### What you are asked to do
Your answer should consist only of the records, copied exactly, with the images removed.

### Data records
_ _ _ _ _ _ _

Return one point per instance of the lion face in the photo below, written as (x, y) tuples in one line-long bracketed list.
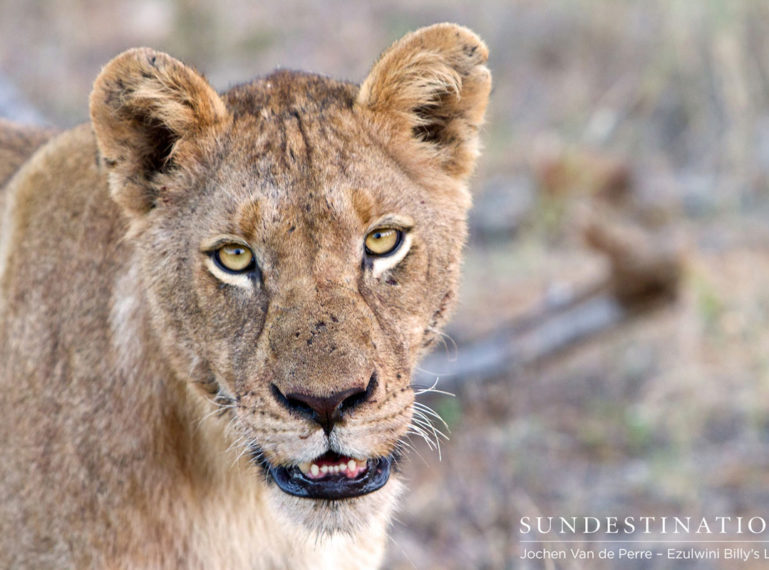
[(299, 240)]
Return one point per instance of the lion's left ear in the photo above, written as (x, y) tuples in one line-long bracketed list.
[(430, 89), (150, 113)]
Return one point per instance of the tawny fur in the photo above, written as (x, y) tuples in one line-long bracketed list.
[(136, 382)]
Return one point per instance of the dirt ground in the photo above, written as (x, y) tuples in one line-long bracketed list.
[(650, 114)]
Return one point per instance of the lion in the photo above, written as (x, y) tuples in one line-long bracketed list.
[(211, 305)]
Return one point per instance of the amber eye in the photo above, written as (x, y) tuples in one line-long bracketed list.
[(383, 241), (234, 258)]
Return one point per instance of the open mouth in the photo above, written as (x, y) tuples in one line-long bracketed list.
[(332, 476)]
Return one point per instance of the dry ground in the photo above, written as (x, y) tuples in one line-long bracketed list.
[(667, 415)]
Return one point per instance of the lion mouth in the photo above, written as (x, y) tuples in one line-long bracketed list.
[(332, 476)]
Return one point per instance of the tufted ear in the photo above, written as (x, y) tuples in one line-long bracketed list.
[(150, 113), (431, 89)]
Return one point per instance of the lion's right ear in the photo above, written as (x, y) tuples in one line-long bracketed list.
[(150, 112)]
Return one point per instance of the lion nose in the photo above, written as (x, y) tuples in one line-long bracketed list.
[(325, 410)]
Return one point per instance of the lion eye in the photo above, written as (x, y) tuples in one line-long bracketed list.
[(383, 241), (234, 258)]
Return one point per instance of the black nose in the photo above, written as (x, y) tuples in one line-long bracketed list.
[(325, 410)]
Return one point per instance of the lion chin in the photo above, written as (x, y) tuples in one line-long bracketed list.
[(326, 519)]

_ _ _ _ _ _ _

### Result for this task
Return one point per instance of the lion face in the photo below, written as (x, y) tuples in one line-long bracketed list.
[(299, 240)]
Return one point per instance of the lion's left ear in the photo above, written as (x, y) tuples in one line-long bracketed list.
[(430, 89), (150, 113)]
Return one point per instance of the tawny fur in the photo above, written as (x, y) tuples in one line-long bracketed list.
[(136, 382)]
Return one point per instance of the dirt ground in the photo above, written as (x, y) tuples in one line-long bracketed list.
[(650, 114)]
Return one point per instance of the lion in the photo above, written as (x, y) tuples in one line-long bracketed list.
[(211, 305)]
Return one point per instance of the amber eye in the photo above, written as (x, y) tuples in one line-long bracketed list.
[(383, 241), (234, 258)]
Return one point per instance of the open mouth in the photo above, written as (x, y) tuples in one line-long bracketed list.
[(332, 476)]
Return one point per instance of the dry ground in the photo above, written as (x, y) tuples in one line-long bracketed list.
[(667, 415)]
Return one point per instance of the lion mouth in the photo above, written as (x, y) tuples in one line-long bracketed list.
[(332, 476)]
Return one point per instance of the tufted ear in the photo above, written as (x, y) tuples in one line-long bracketed list.
[(150, 113), (431, 89)]
Return one point per instance of the lion's right ear in the photo above, written as (x, y) tuples in one line-long bracketed list.
[(150, 112)]
Return one point per instance of the lion nose in the photo above, written as (x, y) tuples in one line-long bracketed list.
[(325, 410)]
Return one point per instance of the lion eye in the photo above, written as (x, y) tuples in one line-long bracketed list.
[(383, 241), (234, 258)]
Return one point per instance of the black nose in the photo above, written as (x, y) tuples in one line-long bracketed list.
[(325, 410)]
Return one point per instance of the lion chin in the photo above, written as (x, y) tuples in one line-long bracketed list.
[(326, 519)]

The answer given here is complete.